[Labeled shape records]
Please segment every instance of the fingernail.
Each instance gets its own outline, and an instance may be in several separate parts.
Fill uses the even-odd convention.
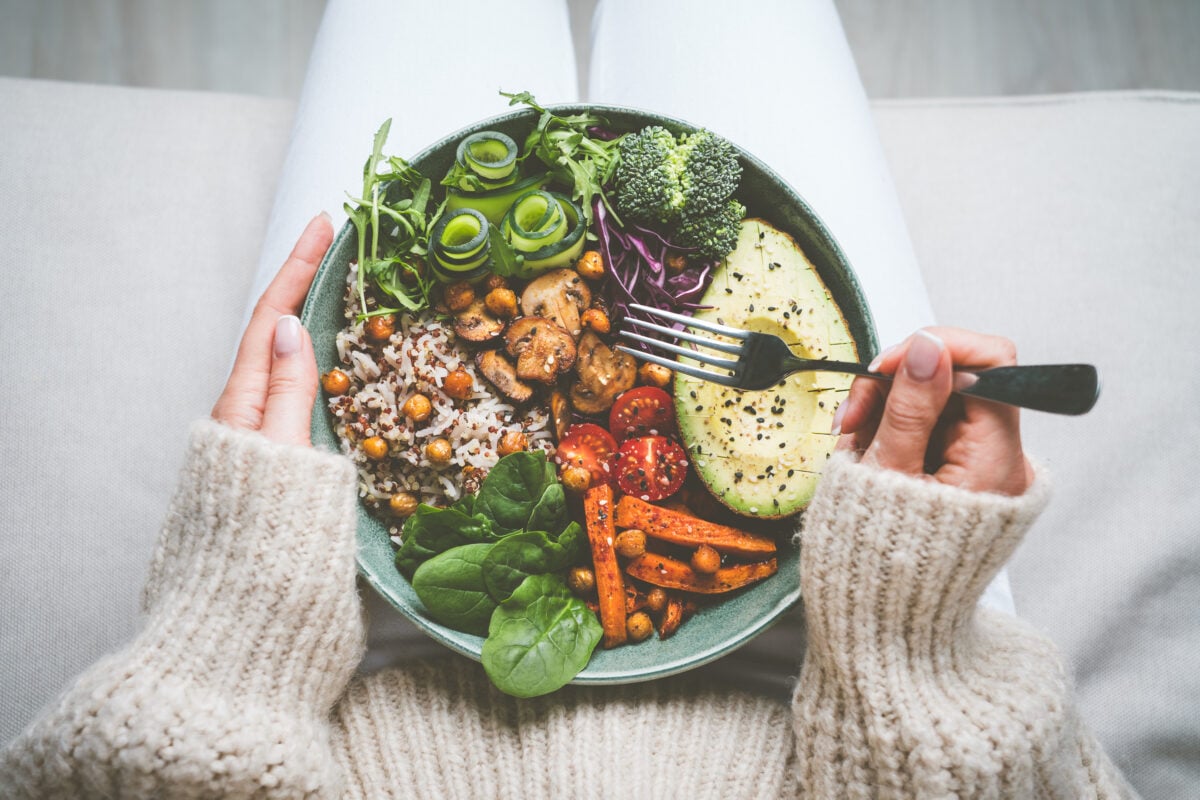
[[[882,363],[883,363],[883,359],[886,359],[886,357],[888,357],[889,355],[892,355],[892,353],[893,353],[893,351],[894,351],[894,350],[895,350],[895,349],[896,349],[898,347],[900,347],[900,345],[899,345],[899,344],[893,344],[893,345],[892,345],[892,347],[889,347],[889,348],[883,348],[883,351],[882,351],[882,353],[880,353],[880,354],[878,354],[877,356],[875,356],[875,357],[874,357],[874,359],[871,360],[871,362],[870,362],[869,365],[866,365],[866,371],[868,371],[868,372],[878,372],[878,369],[880,369],[880,365],[882,365]]]
[[[275,323],[275,355],[287,357],[300,351],[300,320],[292,314]]]
[[[841,435],[841,420],[846,416],[846,409],[850,408],[850,398],[844,399],[839,405],[838,410],[833,413],[833,428],[829,429],[835,437]]]
[[[929,331],[917,331],[904,356],[904,366],[913,380],[925,381],[937,372],[946,344]]]

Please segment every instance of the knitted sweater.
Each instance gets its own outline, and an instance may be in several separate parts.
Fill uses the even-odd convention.
[[[1052,645],[976,607],[1045,500],[835,456],[790,708],[689,675],[516,700],[457,656],[354,676],[353,467],[200,422],[144,631],[8,747],[0,796],[1129,796]]]

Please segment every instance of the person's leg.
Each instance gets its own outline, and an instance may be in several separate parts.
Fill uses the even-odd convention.
[[[588,102],[685,119],[770,166],[846,253],[883,345],[934,323],[832,0],[600,0],[592,37]],[[1013,613],[1004,571],[982,603]],[[709,669],[787,696],[803,625],[790,613]]]
[[[473,29],[482,23],[481,29]],[[535,53],[536,58],[530,58]],[[266,227],[253,303],[305,223],[346,221],[346,193],[391,118],[385,152],[410,157],[442,136],[508,109],[499,91],[575,102],[575,48],[564,0],[330,0],[313,42],[292,143]],[[440,178],[438,175],[437,178]]]
[[[679,116],[769,164],[853,265],[880,342],[934,321],[832,0],[600,0],[588,101]]]

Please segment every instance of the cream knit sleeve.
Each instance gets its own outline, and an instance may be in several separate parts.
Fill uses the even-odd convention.
[[[329,714],[362,648],[354,468],[212,421],[143,632],[0,758],[4,798],[336,796]]]
[[[830,459],[800,531],[808,651],[793,697],[815,798],[1122,798],[1054,645],[979,609],[1045,506]]]

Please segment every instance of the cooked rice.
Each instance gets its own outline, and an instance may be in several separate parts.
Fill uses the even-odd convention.
[[[367,307],[377,307],[370,293]],[[342,451],[358,465],[359,493],[368,505],[385,506],[397,492],[409,492],[421,503],[446,505],[474,492],[499,459],[497,447],[510,431],[524,432],[529,449],[553,449],[547,411],[536,405],[518,409],[498,395],[434,312],[396,314],[396,331],[382,344],[367,339],[358,313],[356,265],[352,264],[347,326],[337,333],[337,355],[350,378],[350,390],[329,398],[329,410],[337,420]],[[442,391],[445,377],[460,366],[473,381],[466,401]],[[430,398],[433,413],[414,423],[400,409],[416,393]],[[376,435],[388,443],[388,456],[378,462],[358,446]],[[449,464],[436,467],[425,457],[425,445],[433,439],[450,443]]]

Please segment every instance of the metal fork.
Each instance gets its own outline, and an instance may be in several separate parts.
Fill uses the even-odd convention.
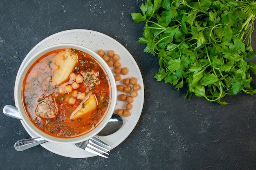
[[[99,139],[92,137],[89,140],[75,144],[78,147],[97,155],[108,158],[103,155],[109,155],[107,152],[110,152],[111,147]]]
[[[18,151],[22,151],[34,146],[46,142],[47,141],[40,137],[19,140],[14,144],[14,148]],[[100,139],[92,137],[89,140],[75,144],[78,147],[97,155],[107,158],[103,155],[109,155],[111,147]]]

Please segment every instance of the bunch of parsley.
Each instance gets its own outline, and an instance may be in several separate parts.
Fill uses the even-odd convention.
[[[255,1],[146,0],[140,9],[131,15],[135,23],[145,22],[138,41],[159,58],[157,81],[178,91],[187,84],[186,97],[221,104],[226,95],[256,93],[251,76],[256,64],[248,62],[255,57]]]

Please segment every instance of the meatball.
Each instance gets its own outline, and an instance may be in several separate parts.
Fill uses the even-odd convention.
[[[51,95],[46,97],[39,103],[36,109],[36,115],[44,118],[53,118],[58,113],[58,105]]]

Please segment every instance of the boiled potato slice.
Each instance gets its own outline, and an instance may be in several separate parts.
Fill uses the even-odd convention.
[[[70,116],[70,119],[77,119],[80,117],[88,113],[93,110],[97,106],[98,102],[94,95],[91,94],[89,96],[88,99],[83,102],[81,105],[81,108],[72,113]]]
[[[74,67],[77,61],[77,54],[71,54],[71,49],[67,49],[53,57],[52,63],[57,66],[52,77],[53,84],[58,85],[66,80]]]

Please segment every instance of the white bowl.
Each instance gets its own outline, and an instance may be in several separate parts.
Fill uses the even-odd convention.
[[[71,48],[80,50],[92,56],[105,69],[108,76],[111,87],[111,90],[110,91],[111,94],[110,95],[110,104],[108,112],[101,122],[94,129],[84,135],[79,136],[78,137],[67,138],[60,138],[51,136],[44,133],[42,131],[39,129],[31,122],[28,117],[24,109],[22,101],[23,82],[28,70],[32,64],[39,57],[53,50],[65,48]],[[30,56],[27,56],[26,57],[29,58],[30,58]],[[25,66],[22,68],[20,68],[20,69],[21,70],[20,72],[20,74],[18,75],[18,77],[16,77],[16,80],[15,83],[16,84],[16,86],[17,87],[15,88],[14,91],[14,97],[18,99],[17,100],[18,102],[16,104],[16,107],[18,108],[20,114],[26,125],[31,131],[39,137],[48,141],[61,144],[71,144],[80,142],[87,140],[97,135],[105,127],[110,119],[114,111],[117,100],[117,88],[115,81],[112,72],[106,63],[97,53],[92,50],[84,46],[74,44],[61,44],[54,45],[43,49],[31,57],[28,62],[25,65]]]

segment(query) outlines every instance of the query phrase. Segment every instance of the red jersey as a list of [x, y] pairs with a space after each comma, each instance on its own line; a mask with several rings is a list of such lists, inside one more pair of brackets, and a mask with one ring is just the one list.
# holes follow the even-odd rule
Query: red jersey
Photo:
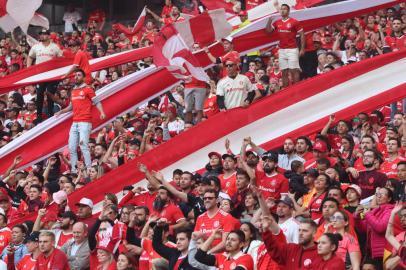
[[271, 256], [269, 255], [268, 251], [266, 250], [266, 246], [262, 243], [258, 247], [257, 251], [257, 269], [261, 270], [279, 270], [279, 265], [272, 260]]
[[293, 18], [287, 18], [286, 20], [279, 19], [272, 23], [275, 31], [279, 37], [279, 48], [281, 49], [295, 49], [296, 35], [298, 32], [303, 31], [303, 27], [300, 22]]
[[92, 98], [96, 94], [90, 86], [72, 90], [73, 122], [92, 121]]
[[[195, 231], [204, 233], [206, 237], [217, 228], [221, 228], [224, 232], [231, 232], [235, 227], [232, 219], [234, 218], [230, 214], [220, 209], [213, 217], [209, 217], [208, 212], [205, 212], [197, 218]], [[215, 239], [212, 246], [216, 246], [220, 242], [221, 239]]]
[[237, 266], [243, 267], [245, 270], [254, 269], [254, 261], [251, 255], [244, 254], [242, 251], [230, 257], [226, 252], [216, 254], [216, 266], [221, 270], [234, 270]]
[[79, 50], [75, 54], [75, 58], [73, 59], [73, 64], [79, 66], [79, 68], [85, 72], [85, 74], [86, 74], [85, 82], [87, 84], [91, 84], [92, 76], [91, 76], [91, 69], [90, 69], [90, 65], [89, 65], [89, 55], [86, 52]]
[[262, 196], [266, 199], [269, 197], [279, 199], [281, 193], [289, 191], [289, 181], [280, 173], [267, 175], [263, 171], [256, 171], [257, 186]]
[[16, 270], [34, 270], [36, 263], [31, 254], [26, 254], [16, 265]]
[[215, 115], [219, 111], [220, 110], [219, 110], [219, 107], [217, 105], [217, 96], [216, 95], [212, 95], [211, 97], [207, 98], [204, 101], [203, 112], [204, 112], [204, 115], [207, 118]]
[[406, 36], [401, 37], [386, 36], [385, 43], [388, 45], [392, 51], [398, 51], [406, 47]]
[[0, 229], [0, 253], [8, 246], [11, 239], [11, 230], [8, 227]]
[[398, 156], [393, 161], [389, 161], [389, 159], [385, 159], [385, 162], [382, 163], [382, 165], [381, 165], [380, 171], [383, 172], [384, 174], [386, 174], [386, 176], [388, 178], [399, 179], [398, 173], [397, 173], [398, 163], [400, 161], [405, 161], [405, 160], [406, 160], [406, 158], [404, 158], [402, 156]]
[[227, 193], [230, 197], [237, 193], [237, 172], [234, 172], [228, 178], [224, 178], [224, 174], [219, 175], [221, 191]]
[[185, 216], [183, 215], [180, 208], [173, 203], [167, 204], [160, 212], [156, 212], [154, 210], [153, 215], [156, 215], [160, 218], [166, 218], [169, 225], [174, 225], [182, 219], [185, 219]]
[[54, 249], [49, 257], [40, 254], [35, 263], [36, 270], [69, 270], [68, 259], [65, 253], [59, 249]]

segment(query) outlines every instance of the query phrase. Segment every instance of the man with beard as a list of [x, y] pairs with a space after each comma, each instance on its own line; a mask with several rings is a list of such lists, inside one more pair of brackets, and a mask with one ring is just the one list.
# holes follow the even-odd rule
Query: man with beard
[[187, 225], [182, 211], [170, 199], [169, 190], [160, 186], [157, 196], [152, 205], [152, 214], [169, 224], [169, 231], [172, 233], [176, 229]]
[[[27, 57], [27, 67], [32, 66], [35, 59], [35, 64], [41, 64], [47, 62], [55, 57], [61, 57], [62, 51], [59, 49], [58, 45], [51, 42], [49, 38], [49, 30], [42, 29], [39, 32], [39, 39], [41, 42], [32, 46], [28, 57]], [[55, 94], [56, 92], [56, 82], [44, 82], [37, 86], [37, 120], [42, 121], [42, 107], [44, 105], [44, 93], [49, 92]], [[48, 116], [54, 115], [54, 102], [51, 98], [48, 98]]]
[[278, 154], [266, 152], [262, 156], [262, 171], [256, 171], [255, 176], [251, 176], [251, 184], [258, 186], [262, 196], [267, 198], [279, 199], [281, 193], [289, 191], [289, 181], [282, 174], [277, 172]]
[[[41, 230], [41, 219], [46, 215], [46, 209], [38, 211], [37, 219], [35, 220], [32, 231], [38, 232]], [[66, 211], [60, 216], [59, 227], [51, 230], [55, 235], [55, 247], [61, 248], [66, 242], [73, 238], [72, 227], [77, 220], [76, 215], [71, 211]]]
[[384, 187], [388, 177], [376, 170], [376, 165], [379, 162], [378, 152], [375, 150], [366, 150], [362, 157], [365, 171], [360, 172], [358, 178], [353, 180], [353, 183], [358, 185], [362, 190], [361, 199], [368, 198], [375, 194], [377, 187]]
[[296, 140], [296, 154], [306, 161], [313, 158], [313, 154], [309, 151], [312, 147], [312, 143], [306, 136], [300, 136]]
[[237, 187], [235, 185], [237, 171], [236, 162], [237, 159], [233, 154], [224, 154], [223, 158], [223, 174], [219, 175], [221, 190], [227, 193], [230, 197], [235, 194]]
[[213, 231], [222, 230], [221, 239], [215, 239], [211, 243], [210, 253], [213, 254], [224, 249], [227, 235], [234, 229], [234, 218], [219, 209], [218, 192], [214, 189], [206, 190], [203, 201], [207, 211], [197, 217], [194, 231], [203, 233], [203, 237], [207, 239]]
[[278, 167], [284, 170], [290, 170], [292, 162], [298, 160], [300, 162], [305, 162], [303, 158], [295, 153], [295, 143], [291, 138], [285, 139], [283, 143], [284, 154], [278, 155]]
[[[227, 235], [225, 252], [215, 255], [208, 254], [208, 250], [218, 233], [219, 229], [214, 230], [200, 246], [195, 255], [196, 260], [205, 265], [216, 266], [218, 269], [253, 270], [254, 261], [251, 255], [241, 251], [245, 242], [245, 235], [241, 230], [234, 230]], [[196, 235], [196, 232], [194, 234]]]
[[297, 244], [299, 243], [299, 222], [293, 217], [293, 210], [293, 201], [288, 196], [277, 201], [278, 225], [285, 235], [286, 241]]
[[78, 161], [77, 147], [83, 154], [87, 169], [92, 166], [89, 150], [89, 136], [92, 131], [92, 103], [100, 112], [100, 119], [105, 119], [106, 115], [100, 102], [94, 103], [92, 98], [96, 96], [92, 87], [85, 84], [85, 72], [81, 69], [75, 72], [75, 87], [71, 93], [71, 103], [62, 109], [57, 115], [73, 111], [73, 123], [69, 132], [69, 153], [71, 172], [76, 173], [76, 163]]
[[386, 143], [386, 149], [388, 150], [388, 156], [381, 165], [381, 172], [385, 173], [388, 178], [398, 178], [397, 164], [406, 159], [399, 155], [400, 141], [395, 138], [389, 138]]

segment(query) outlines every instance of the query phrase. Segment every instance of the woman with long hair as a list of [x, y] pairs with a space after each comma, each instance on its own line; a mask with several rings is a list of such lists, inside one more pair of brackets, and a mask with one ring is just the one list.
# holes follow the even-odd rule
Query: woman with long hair
[[343, 240], [338, 244], [337, 256], [345, 262], [346, 268], [361, 269], [361, 250], [358, 240], [349, 233], [349, 218], [345, 211], [338, 210], [330, 218], [335, 233], [341, 235]]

## [OBJECTIVE]
Give back exactly the lines from the line containing "of the woman" to the end of the entries, and no other lines.

## [ANSWER IN FULL]
segment(query) outlines every instance of the query phrase. Segment every instance of the woman with long hair as a list of [x, y] pairs with a space after each comma, each instance on its own line; a mask with several rings is a list of such lists, inside one more pair of brackets, and a mask with one ring is just the one list.
# holes follow the even-odd rule
Query: woman with long hair
[[343, 240], [338, 244], [337, 256], [345, 262], [346, 268], [361, 269], [361, 250], [358, 240], [349, 233], [349, 218], [345, 211], [338, 210], [330, 218], [335, 233], [341, 235]]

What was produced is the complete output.